### Prompt
All lines containing the string "blonde" must be copied from the entries.

Point localization data:

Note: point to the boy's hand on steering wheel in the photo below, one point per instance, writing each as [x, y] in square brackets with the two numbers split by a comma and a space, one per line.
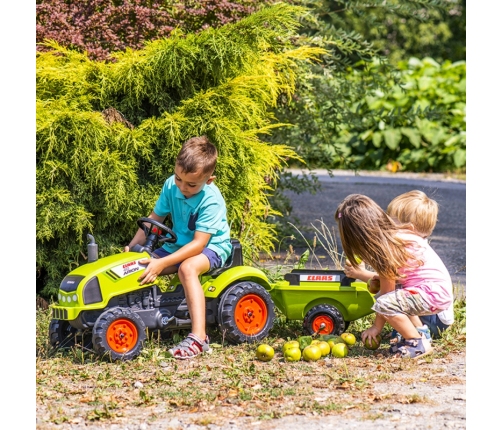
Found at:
[152, 271]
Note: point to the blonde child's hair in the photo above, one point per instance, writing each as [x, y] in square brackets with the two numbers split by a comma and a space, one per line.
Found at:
[198, 154]
[367, 232]
[417, 208]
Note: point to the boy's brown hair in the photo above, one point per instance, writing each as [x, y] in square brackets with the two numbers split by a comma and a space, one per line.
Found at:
[417, 208]
[197, 154]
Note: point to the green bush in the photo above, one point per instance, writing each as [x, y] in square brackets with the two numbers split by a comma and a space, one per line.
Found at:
[392, 129]
[108, 133]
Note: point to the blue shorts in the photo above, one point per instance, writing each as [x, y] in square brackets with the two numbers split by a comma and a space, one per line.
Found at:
[214, 259]
[435, 325]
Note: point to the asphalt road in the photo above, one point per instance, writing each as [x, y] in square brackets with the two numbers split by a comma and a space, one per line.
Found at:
[448, 238]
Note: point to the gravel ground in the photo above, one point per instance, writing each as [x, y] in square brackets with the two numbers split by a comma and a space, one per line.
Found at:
[439, 391]
[430, 395]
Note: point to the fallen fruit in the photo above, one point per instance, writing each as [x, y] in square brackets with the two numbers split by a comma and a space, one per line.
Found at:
[290, 344]
[348, 338]
[292, 354]
[325, 348]
[312, 353]
[264, 352]
[340, 350]
[304, 341]
[371, 343]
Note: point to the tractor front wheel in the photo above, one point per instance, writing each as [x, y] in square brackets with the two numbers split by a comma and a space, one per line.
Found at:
[323, 319]
[62, 334]
[119, 333]
[245, 313]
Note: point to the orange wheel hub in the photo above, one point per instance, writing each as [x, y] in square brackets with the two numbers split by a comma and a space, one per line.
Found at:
[323, 324]
[122, 335]
[251, 314]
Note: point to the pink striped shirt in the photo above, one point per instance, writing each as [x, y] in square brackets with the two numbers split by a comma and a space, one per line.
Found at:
[431, 280]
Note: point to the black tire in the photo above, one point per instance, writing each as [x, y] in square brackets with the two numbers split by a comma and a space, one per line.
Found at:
[328, 315]
[62, 334]
[245, 313]
[119, 333]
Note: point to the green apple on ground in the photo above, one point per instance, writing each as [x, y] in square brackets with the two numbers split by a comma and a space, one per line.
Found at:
[292, 353]
[348, 338]
[340, 350]
[325, 348]
[371, 343]
[264, 352]
[312, 353]
[304, 341]
[289, 344]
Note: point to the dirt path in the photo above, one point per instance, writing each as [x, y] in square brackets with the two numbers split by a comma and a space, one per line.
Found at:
[428, 394]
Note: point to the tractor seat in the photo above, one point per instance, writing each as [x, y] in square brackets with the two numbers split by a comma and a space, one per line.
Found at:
[235, 259]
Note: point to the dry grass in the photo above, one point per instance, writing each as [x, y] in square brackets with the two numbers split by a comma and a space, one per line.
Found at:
[75, 387]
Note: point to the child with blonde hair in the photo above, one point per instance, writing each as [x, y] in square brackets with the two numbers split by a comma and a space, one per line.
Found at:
[399, 255]
[419, 210]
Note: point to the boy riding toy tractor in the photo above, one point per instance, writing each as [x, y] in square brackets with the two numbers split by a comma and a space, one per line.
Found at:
[103, 300]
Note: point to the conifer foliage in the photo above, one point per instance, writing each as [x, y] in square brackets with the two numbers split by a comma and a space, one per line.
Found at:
[101, 27]
[108, 132]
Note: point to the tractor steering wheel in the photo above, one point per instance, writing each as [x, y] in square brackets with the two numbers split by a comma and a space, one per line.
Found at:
[156, 234]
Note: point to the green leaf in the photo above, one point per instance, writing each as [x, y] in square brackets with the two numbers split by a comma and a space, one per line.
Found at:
[392, 138]
[413, 135]
[460, 157]
[377, 139]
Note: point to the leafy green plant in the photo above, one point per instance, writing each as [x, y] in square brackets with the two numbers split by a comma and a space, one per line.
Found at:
[410, 142]
[108, 133]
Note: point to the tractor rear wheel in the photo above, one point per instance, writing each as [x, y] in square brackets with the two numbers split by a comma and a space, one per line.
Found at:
[323, 319]
[245, 313]
[119, 333]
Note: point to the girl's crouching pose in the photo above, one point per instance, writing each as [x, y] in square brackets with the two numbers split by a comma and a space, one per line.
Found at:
[398, 255]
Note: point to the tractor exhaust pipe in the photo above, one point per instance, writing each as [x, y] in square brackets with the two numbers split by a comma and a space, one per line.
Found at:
[92, 249]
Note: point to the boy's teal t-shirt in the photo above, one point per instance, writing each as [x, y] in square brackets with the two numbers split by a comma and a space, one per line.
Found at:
[206, 212]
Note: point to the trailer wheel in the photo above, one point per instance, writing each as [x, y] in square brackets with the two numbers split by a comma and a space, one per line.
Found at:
[119, 333]
[323, 319]
[62, 334]
[245, 313]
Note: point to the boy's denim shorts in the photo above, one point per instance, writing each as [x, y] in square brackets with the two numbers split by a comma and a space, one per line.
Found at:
[214, 259]
[401, 301]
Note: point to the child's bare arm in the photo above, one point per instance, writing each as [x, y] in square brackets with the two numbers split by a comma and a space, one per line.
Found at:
[139, 237]
[157, 265]
[357, 272]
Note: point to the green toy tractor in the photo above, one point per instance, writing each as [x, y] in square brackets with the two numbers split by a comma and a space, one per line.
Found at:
[101, 303]
[104, 301]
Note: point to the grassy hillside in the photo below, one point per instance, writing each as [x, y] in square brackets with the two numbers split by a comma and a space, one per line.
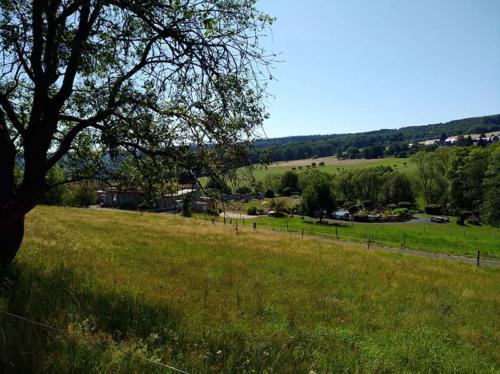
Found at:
[332, 165]
[201, 298]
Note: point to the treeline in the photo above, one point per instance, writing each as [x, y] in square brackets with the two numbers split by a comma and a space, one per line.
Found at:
[373, 144]
[462, 181]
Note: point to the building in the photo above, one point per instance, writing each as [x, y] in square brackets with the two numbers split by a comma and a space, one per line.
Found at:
[125, 199]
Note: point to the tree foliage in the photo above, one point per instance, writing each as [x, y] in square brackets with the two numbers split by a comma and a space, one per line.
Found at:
[91, 82]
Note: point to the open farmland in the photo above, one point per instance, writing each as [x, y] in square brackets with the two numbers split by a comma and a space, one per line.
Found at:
[332, 166]
[198, 296]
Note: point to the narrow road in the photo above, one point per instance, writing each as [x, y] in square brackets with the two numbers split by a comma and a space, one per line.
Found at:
[410, 252]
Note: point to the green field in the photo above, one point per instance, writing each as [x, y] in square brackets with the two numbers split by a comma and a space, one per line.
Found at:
[449, 238]
[403, 165]
[200, 297]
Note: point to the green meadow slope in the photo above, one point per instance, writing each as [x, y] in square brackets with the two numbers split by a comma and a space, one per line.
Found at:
[198, 296]
[332, 166]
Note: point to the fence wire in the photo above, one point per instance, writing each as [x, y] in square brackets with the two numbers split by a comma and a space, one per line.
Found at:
[68, 334]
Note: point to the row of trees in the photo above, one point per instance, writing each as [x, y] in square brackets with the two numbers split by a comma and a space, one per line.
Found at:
[462, 179]
[459, 180]
[377, 187]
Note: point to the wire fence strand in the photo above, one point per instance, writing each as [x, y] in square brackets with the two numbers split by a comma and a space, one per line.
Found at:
[68, 334]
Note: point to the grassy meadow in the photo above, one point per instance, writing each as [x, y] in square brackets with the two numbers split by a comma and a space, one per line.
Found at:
[449, 238]
[204, 298]
[332, 166]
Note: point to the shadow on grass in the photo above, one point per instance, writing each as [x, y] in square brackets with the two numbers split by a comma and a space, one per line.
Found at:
[99, 325]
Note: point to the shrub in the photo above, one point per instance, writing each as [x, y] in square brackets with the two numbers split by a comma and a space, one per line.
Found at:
[244, 190]
[360, 217]
[400, 212]
[212, 212]
[252, 210]
[433, 209]
[473, 220]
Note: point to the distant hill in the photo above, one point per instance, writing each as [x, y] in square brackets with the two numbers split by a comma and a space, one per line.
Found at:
[394, 141]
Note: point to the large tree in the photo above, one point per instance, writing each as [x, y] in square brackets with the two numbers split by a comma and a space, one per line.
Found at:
[89, 80]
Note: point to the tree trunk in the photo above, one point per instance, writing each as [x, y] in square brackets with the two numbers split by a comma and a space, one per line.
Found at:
[11, 214]
[11, 237]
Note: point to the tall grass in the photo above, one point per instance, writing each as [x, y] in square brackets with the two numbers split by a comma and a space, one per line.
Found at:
[202, 298]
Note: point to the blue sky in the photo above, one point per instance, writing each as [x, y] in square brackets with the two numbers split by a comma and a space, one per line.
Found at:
[357, 65]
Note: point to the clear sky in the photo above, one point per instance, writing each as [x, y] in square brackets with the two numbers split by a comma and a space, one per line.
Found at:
[357, 65]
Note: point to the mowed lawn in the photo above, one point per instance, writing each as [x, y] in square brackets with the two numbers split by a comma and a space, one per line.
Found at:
[451, 239]
[204, 298]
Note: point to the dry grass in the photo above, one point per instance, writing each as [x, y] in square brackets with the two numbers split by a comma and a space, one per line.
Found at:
[203, 298]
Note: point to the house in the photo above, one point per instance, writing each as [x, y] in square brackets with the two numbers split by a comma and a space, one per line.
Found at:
[116, 198]
[174, 201]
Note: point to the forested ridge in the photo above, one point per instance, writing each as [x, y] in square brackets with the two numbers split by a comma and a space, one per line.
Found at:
[384, 142]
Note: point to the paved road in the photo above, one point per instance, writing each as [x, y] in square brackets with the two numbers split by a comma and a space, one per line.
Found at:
[410, 252]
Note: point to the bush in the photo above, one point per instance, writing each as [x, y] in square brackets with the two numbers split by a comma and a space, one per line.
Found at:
[252, 210]
[270, 194]
[473, 220]
[367, 204]
[433, 209]
[360, 217]
[400, 212]
[244, 190]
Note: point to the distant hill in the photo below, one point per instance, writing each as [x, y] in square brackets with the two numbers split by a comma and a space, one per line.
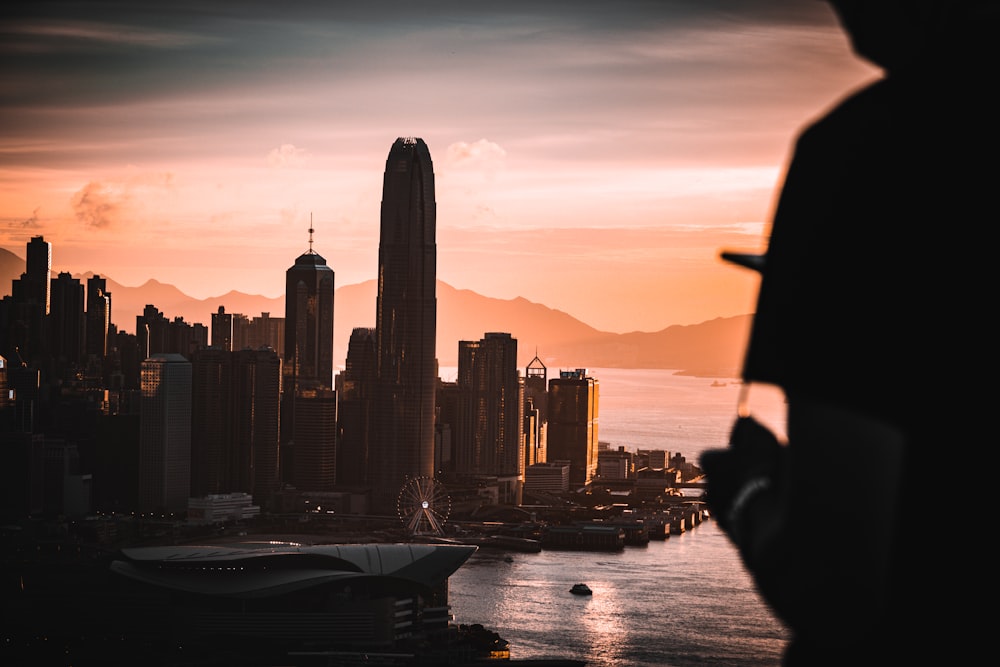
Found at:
[710, 349]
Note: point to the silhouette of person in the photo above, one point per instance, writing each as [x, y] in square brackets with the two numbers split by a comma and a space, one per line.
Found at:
[863, 321]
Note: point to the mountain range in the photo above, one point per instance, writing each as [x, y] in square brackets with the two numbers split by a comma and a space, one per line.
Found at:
[708, 349]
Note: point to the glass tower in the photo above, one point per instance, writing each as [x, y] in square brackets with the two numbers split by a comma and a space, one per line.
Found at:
[406, 324]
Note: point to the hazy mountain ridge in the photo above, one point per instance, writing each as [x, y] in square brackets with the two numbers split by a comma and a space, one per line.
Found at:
[711, 349]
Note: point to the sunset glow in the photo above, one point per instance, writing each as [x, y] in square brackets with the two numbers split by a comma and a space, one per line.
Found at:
[592, 157]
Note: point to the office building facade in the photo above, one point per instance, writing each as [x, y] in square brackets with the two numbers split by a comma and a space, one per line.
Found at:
[165, 434]
[406, 324]
[573, 423]
[489, 438]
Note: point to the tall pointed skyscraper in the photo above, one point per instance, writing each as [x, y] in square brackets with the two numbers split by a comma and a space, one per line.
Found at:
[406, 324]
[307, 364]
[308, 361]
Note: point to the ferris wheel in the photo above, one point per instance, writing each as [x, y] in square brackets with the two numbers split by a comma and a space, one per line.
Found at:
[423, 506]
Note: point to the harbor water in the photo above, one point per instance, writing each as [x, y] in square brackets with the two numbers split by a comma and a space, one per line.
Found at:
[683, 601]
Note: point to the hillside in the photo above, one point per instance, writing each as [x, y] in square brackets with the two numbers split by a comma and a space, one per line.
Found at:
[711, 349]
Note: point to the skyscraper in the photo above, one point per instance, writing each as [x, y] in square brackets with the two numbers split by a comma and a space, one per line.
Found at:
[234, 419]
[489, 437]
[165, 433]
[307, 364]
[98, 316]
[536, 413]
[66, 323]
[573, 422]
[308, 360]
[38, 270]
[406, 324]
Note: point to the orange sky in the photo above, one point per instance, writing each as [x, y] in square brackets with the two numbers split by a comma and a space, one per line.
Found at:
[593, 157]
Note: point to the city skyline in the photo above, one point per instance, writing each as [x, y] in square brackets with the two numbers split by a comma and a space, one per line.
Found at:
[597, 161]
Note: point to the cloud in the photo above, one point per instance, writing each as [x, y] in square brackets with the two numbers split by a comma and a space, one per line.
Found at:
[287, 155]
[102, 204]
[33, 220]
[481, 154]
[99, 205]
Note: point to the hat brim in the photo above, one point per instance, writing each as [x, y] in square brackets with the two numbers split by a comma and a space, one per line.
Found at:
[749, 260]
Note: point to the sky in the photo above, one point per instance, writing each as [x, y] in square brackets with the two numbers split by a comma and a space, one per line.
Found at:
[591, 156]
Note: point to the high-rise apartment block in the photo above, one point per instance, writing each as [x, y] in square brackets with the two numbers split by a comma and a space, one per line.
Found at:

### Written answer
Note: point to the blonde child's hair in the photo above, one point per instance, writing each as [x, y] in square brackets with the two numbers split by a comma and a space, one per line.
Note: point to the child with blonde hair in the photo above, one point per instance, writing each as [x, y] in square brackets with the two numbers split by a comma and a space, one per line.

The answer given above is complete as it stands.